■ Problem statement ■
Print, word for word, the lines between the one containing "492, row 542." and the one containing "column 518, row 347", inclusive.

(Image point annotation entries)
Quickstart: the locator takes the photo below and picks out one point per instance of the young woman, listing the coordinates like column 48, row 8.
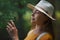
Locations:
column 41, row 23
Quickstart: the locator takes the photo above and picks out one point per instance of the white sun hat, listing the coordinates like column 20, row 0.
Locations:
column 45, row 7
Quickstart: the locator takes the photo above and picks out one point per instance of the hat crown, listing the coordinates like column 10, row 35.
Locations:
column 48, row 7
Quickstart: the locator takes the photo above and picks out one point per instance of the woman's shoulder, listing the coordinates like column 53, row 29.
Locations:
column 45, row 36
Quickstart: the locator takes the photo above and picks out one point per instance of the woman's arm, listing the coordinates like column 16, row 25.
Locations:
column 46, row 37
column 12, row 30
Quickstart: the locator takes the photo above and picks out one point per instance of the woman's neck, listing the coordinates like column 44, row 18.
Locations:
column 40, row 28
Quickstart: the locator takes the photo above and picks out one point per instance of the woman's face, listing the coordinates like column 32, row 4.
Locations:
column 38, row 17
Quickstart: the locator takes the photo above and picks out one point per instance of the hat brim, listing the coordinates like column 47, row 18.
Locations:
column 41, row 10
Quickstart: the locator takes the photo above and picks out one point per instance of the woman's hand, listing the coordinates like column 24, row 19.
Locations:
column 12, row 30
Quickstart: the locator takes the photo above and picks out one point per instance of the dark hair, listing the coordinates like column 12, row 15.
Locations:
column 49, row 27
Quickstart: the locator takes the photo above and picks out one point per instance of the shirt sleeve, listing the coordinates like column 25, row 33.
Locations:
column 46, row 37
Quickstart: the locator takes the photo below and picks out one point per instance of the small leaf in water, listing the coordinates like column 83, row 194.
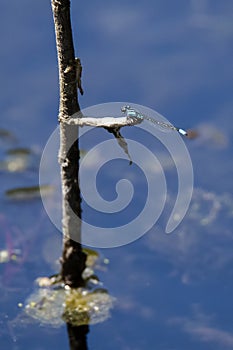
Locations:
column 23, row 193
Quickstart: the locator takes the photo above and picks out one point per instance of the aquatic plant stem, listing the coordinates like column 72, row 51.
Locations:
column 73, row 259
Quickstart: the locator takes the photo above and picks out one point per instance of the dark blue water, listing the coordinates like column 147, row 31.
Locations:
column 173, row 292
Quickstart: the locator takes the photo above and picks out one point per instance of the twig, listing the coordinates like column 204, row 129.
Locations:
column 73, row 259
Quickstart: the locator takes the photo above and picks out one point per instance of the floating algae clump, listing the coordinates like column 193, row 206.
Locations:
column 75, row 306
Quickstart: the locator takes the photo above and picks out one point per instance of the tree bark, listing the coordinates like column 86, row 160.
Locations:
column 73, row 258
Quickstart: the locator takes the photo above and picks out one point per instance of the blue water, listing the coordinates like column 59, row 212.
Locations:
column 173, row 292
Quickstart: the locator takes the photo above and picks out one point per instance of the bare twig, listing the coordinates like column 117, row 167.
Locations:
column 73, row 259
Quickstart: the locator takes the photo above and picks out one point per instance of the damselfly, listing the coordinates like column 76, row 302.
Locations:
column 132, row 114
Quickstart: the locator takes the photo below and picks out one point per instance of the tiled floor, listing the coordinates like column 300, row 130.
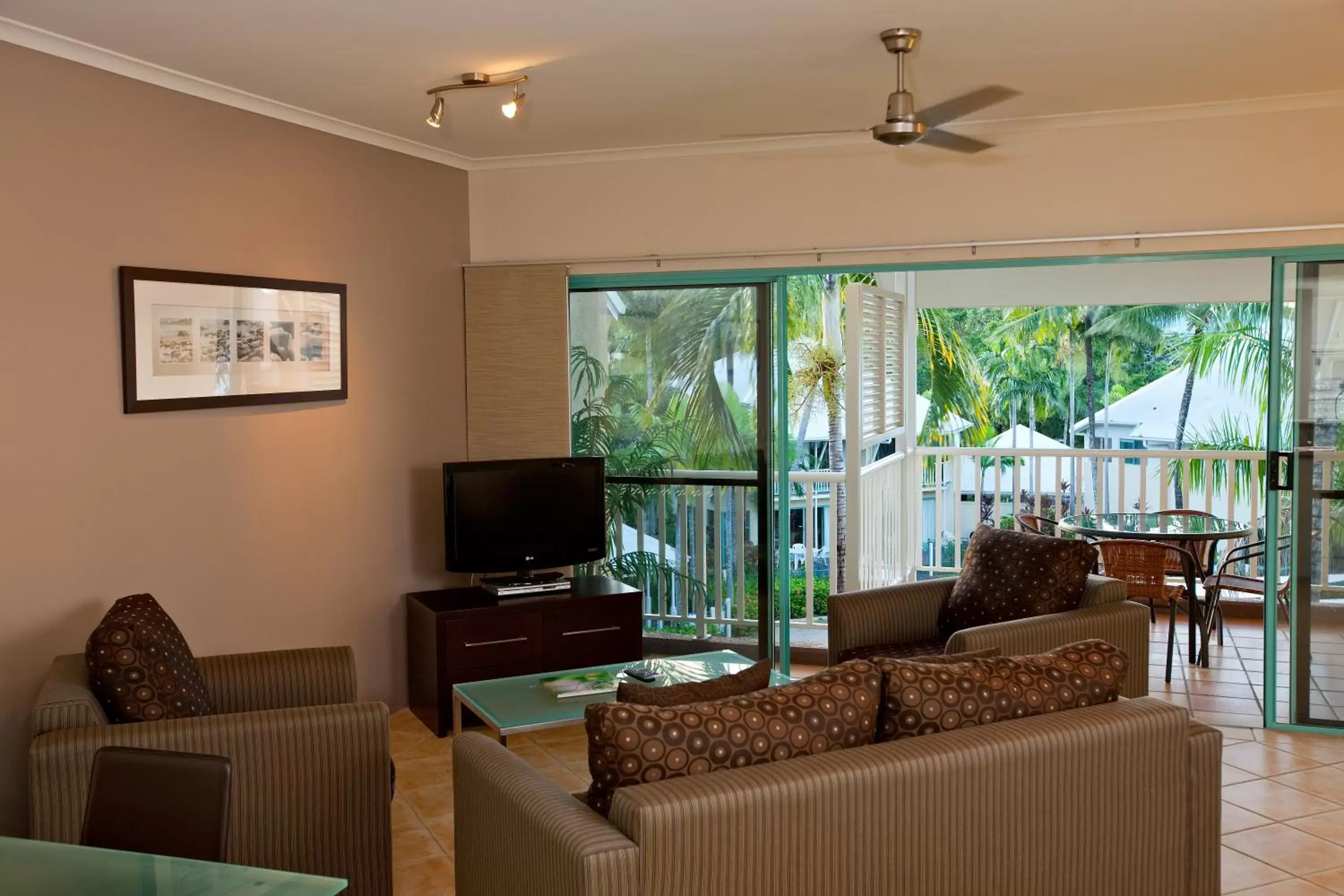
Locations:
column 1283, row 793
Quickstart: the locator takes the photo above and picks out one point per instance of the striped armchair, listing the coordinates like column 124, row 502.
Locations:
column 312, row 790
column 908, row 616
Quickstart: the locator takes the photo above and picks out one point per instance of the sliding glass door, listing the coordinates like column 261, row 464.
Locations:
column 1305, row 513
column 674, row 386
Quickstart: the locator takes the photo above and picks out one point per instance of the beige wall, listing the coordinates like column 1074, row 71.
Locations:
column 1245, row 171
column 265, row 528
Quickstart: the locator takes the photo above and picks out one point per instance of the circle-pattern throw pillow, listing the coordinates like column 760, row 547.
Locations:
column 633, row 745
column 140, row 667
column 924, row 699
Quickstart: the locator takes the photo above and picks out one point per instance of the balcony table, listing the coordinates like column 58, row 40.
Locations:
column 1166, row 527
column 42, row 868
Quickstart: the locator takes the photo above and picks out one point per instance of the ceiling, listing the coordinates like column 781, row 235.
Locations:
column 613, row 76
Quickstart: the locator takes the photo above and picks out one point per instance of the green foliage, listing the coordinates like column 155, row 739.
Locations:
column 797, row 598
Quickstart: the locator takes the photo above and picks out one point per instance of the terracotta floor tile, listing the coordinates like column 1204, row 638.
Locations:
column 441, row 829
column 1288, row 849
column 1292, row 887
column 1324, row 781
column 1199, row 703
column 533, row 754
column 1234, row 775
column 1265, row 761
column 426, row 878
column 414, row 845
column 1232, row 735
column 1228, row 719
column 1331, row 880
column 1244, row 872
column 402, row 816
column 1276, row 801
column 1328, row 825
column 1237, row 818
column 422, row 773
column 433, row 801
column 558, row 735
column 569, row 750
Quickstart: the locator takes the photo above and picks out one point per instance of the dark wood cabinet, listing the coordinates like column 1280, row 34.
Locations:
column 467, row 634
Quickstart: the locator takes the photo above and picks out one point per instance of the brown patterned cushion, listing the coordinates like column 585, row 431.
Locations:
column 632, row 745
column 925, row 699
column 1014, row 575
column 754, row 677
column 140, row 667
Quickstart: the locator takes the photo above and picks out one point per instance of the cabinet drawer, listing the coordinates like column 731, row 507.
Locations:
column 607, row 629
column 492, row 641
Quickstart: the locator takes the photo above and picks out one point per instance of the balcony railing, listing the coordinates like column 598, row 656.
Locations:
column 702, row 524
column 965, row 487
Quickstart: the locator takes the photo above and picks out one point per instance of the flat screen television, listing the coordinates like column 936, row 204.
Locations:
column 517, row 516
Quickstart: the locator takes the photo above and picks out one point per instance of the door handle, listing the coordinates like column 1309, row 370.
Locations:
column 491, row 644
column 566, row 634
column 1280, row 462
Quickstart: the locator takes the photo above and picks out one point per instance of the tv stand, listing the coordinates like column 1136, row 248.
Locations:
column 525, row 582
column 465, row 634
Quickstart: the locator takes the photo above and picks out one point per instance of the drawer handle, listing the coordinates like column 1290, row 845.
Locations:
column 566, row 634
column 491, row 644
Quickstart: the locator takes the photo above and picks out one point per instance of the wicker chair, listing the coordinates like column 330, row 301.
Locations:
column 1037, row 524
column 1143, row 566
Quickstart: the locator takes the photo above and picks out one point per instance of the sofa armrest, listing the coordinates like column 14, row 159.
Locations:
column 1057, row 804
column 280, row 679
column 311, row 790
column 1121, row 624
column 890, row 614
column 517, row 832
column 66, row 700
column 1206, row 817
column 1100, row 590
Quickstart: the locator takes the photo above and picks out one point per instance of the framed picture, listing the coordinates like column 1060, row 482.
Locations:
column 193, row 340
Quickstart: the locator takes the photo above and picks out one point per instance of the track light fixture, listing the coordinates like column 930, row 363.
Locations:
column 510, row 109
column 436, row 115
column 470, row 81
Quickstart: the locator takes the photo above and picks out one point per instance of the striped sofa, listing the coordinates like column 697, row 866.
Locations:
column 312, row 790
column 1115, row 800
column 909, row 614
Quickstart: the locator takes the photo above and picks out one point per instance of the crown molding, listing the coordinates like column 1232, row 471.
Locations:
column 830, row 140
column 120, row 64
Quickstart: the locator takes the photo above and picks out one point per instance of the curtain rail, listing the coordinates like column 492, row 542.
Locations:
column 912, row 248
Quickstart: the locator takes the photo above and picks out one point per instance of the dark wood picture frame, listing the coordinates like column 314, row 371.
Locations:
column 134, row 405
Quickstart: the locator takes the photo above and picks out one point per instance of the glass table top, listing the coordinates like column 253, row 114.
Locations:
column 1152, row 526
column 41, row 868
column 510, row 704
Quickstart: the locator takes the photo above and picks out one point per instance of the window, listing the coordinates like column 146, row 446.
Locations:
column 1132, row 445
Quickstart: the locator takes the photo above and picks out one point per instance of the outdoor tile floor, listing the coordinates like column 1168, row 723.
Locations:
column 1283, row 793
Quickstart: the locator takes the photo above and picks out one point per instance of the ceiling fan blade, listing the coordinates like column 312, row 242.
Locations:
column 793, row 134
column 964, row 105
column 957, row 143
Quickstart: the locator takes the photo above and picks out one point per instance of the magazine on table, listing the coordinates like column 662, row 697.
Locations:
column 581, row 684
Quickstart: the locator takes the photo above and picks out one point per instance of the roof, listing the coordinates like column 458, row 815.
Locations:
column 1154, row 409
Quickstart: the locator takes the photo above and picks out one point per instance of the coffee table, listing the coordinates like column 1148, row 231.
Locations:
column 521, row 704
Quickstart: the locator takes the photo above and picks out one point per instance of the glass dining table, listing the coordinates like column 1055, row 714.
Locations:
column 1186, row 531
column 41, row 868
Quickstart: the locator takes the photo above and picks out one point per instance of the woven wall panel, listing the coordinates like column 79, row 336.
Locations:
column 518, row 347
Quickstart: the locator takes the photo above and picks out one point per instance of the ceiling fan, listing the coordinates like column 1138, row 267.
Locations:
column 905, row 124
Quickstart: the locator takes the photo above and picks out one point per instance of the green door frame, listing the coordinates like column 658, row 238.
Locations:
column 779, row 276
column 1276, row 449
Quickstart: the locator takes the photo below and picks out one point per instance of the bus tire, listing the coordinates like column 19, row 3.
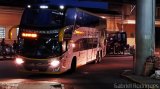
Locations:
column 100, row 57
column 73, row 65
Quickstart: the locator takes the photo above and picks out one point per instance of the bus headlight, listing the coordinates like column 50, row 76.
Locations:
column 54, row 63
column 19, row 61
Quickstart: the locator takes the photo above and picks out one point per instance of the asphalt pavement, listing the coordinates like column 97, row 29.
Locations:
column 105, row 75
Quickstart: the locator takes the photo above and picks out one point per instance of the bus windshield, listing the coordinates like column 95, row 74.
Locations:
column 42, row 18
column 40, row 47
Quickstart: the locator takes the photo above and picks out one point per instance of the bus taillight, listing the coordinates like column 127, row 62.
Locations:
column 32, row 35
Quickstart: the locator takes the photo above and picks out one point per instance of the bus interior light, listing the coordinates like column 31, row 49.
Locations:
column 32, row 35
column 55, row 63
column 19, row 61
column 61, row 7
column 44, row 7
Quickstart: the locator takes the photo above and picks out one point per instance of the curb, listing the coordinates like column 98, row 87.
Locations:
column 133, row 80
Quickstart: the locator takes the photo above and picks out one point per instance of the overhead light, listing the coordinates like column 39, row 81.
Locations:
column 103, row 17
column 55, row 63
column 19, row 61
column 61, row 7
column 29, row 6
column 44, row 7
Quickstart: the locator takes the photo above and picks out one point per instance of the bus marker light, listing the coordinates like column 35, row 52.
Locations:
column 55, row 63
column 19, row 61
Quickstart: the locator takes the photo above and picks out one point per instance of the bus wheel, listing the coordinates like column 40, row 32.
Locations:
column 73, row 65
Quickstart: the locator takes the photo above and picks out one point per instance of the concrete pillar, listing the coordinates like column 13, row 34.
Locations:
column 145, row 28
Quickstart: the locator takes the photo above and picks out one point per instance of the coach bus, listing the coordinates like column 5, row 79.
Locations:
column 54, row 40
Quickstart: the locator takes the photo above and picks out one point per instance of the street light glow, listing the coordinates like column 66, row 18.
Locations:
column 44, row 7
column 61, row 7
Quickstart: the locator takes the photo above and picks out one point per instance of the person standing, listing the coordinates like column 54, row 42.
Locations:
column 14, row 46
column 3, row 48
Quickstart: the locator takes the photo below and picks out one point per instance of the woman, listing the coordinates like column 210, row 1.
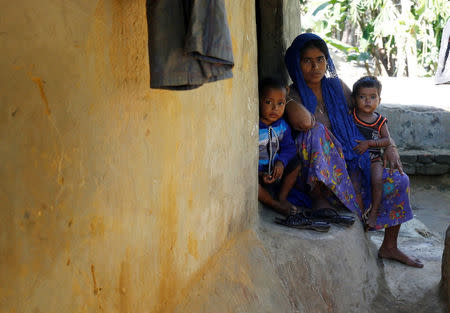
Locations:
column 332, row 173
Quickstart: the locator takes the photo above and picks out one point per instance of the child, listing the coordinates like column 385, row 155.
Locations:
column 373, row 126
column 277, row 150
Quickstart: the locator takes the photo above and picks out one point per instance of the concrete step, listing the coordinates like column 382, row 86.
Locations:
column 426, row 162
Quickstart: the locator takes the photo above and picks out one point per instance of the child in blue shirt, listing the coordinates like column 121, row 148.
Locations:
column 278, row 158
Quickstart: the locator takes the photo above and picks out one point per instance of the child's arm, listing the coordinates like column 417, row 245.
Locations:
column 382, row 142
column 288, row 149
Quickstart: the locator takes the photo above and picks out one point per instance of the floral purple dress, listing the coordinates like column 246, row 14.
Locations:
column 323, row 162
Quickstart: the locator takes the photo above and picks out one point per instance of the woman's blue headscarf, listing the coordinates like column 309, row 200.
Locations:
column 341, row 121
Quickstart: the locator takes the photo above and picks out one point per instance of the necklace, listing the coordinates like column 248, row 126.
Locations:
column 321, row 106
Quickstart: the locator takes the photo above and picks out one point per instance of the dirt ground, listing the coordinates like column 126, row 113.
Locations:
column 417, row 290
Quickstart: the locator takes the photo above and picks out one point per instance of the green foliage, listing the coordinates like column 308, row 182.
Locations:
column 400, row 36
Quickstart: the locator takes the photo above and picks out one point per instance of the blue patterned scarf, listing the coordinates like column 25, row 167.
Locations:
column 341, row 120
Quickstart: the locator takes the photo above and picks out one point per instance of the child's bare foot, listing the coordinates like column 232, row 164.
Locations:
column 396, row 255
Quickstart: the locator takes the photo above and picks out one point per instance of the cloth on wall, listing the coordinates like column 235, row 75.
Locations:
column 443, row 70
column 189, row 43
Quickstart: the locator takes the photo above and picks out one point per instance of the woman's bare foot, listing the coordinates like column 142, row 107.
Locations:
column 396, row 255
column 372, row 220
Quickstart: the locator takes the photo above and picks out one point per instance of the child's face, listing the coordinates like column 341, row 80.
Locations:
column 272, row 104
column 367, row 100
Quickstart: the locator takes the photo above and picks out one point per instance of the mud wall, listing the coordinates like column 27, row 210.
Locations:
column 113, row 197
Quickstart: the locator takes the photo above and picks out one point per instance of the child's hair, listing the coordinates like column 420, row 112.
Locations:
column 271, row 82
column 366, row 82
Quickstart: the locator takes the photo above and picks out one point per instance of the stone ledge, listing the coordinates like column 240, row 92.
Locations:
column 426, row 162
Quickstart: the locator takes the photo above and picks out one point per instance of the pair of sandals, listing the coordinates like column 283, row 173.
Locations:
column 318, row 220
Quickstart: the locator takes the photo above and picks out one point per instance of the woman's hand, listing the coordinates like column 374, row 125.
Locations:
column 362, row 146
column 392, row 159
column 299, row 117
column 278, row 170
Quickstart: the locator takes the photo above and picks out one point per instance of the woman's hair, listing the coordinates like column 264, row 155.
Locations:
column 319, row 44
column 271, row 82
column 366, row 82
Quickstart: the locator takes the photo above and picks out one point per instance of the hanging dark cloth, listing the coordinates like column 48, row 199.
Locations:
column 189, row 43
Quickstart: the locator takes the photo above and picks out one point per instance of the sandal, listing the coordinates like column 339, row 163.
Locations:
column 331, row 216
column 300, row 222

■ Written solution ■
Quickstart: the locator takes the photo above and picks out one point per instance of the curtain rail, listing the coordinates like column 492, row 542.
Locations:
column 912, row 248
Quickstart: the locator takes the photo above and picks out one point per instance of the dark wood picture frame, listing the coordinates like column 314, row 371.
Locations:
column 134, row 405
Quickstart: the locator takes the photo above and picks out one point per instance of the glass table top, listing the coordinates like column 253, row 114.
Locations:
column 1152, row 526
column 41, row 868
column 510, row 704
Quickstart: the locator takes the photo above and picks out one point per instance of the window, listing the coordinates like column 146, row 446.
Locations:
column 1132, row 445
Quickstart: the locator takes the photo above and picks out one point per instance of the outdoor tile floor, listing the coordinates like column 1168, row 723.
Locations:
column 1283, row 793
Quickstart: the locator takes the photo above and picks out one point per instance of the ceiling fan blade, listing the coordinates like column 312, row 242.
Locations:
column 793, row 134
column 964, row 105
column 957, row 143
Quickstart: the locator takes the photo above and picks out one point per instance of the magazine on table, listing the coordinates like column 662, row 697.
Locations:
column 581, row 684
Quickstart: the locator takes the photo above and picks out one point per instance of the roof, listing the coordinates like column 458, row 815.
Locations:
column 1154, row 409
Quickstart: the locator takes the photo above and picks out one point per instance of the coffee table, listing the coordinates like column 1148, row 231.
Locations:
column 521, row 704
Quickstart: the locator takes the photo above and picks out one point per instance of the glass dining table, listing the coordinates like column 1055, row 714.
Locations:
column 1186, row 531
column 41, row 868
Quickstart: the locator takes the photo above and picks out one point per instance of the woven wall panel, listing the coordinates like column 79, row 336.
Locations:
column 518, row 347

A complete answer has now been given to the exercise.